── Available records
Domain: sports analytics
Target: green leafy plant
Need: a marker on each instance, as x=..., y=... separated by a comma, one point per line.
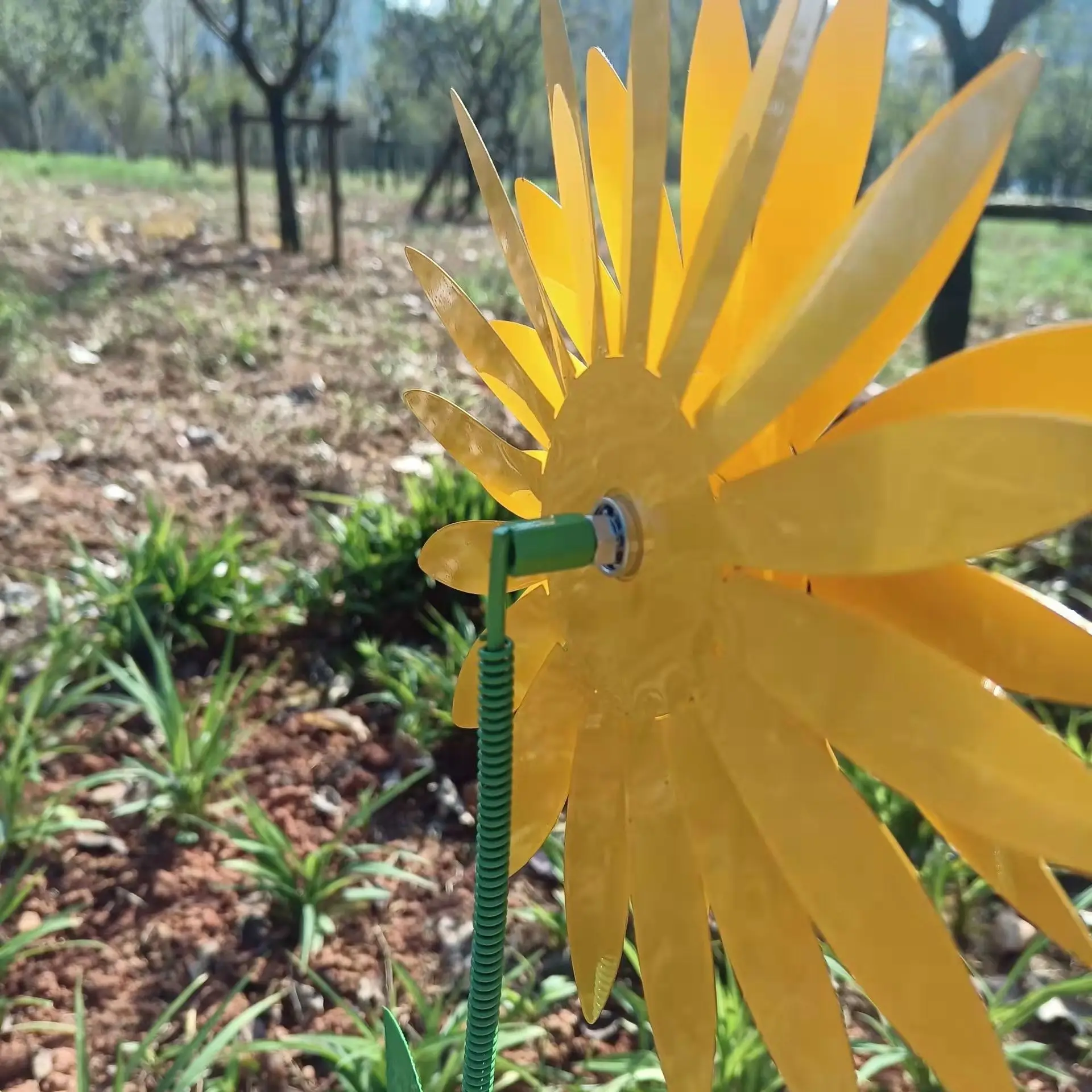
x=176, y=1066
x=374, y=579
x=184, y=590
x=18, y=945
x=420, y=682
x=436, y=1043
x=308, y=892
x=899, y=815
x=33, y=731
x=1010, y=1011
x=742, y=1063
x=192, y=741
────
■ Action item ■
Although the records contain pictures, the output must hold only their exact wording.

■ Task solution ■
Domain: sports analytics
Target: green leafy plant
Need: a marker on each instance, as x=..., y=... separated by a comma, one point per line.
x=176, y=1066
x=374, y=579
x=184, y=590
x=18, y=945
x=420, y=682
x=436, y=1043
x=308, y=892
x=899, y=815
x=33, y=731
x=1010, y=1011
x=742, y=1063
x=192, y=741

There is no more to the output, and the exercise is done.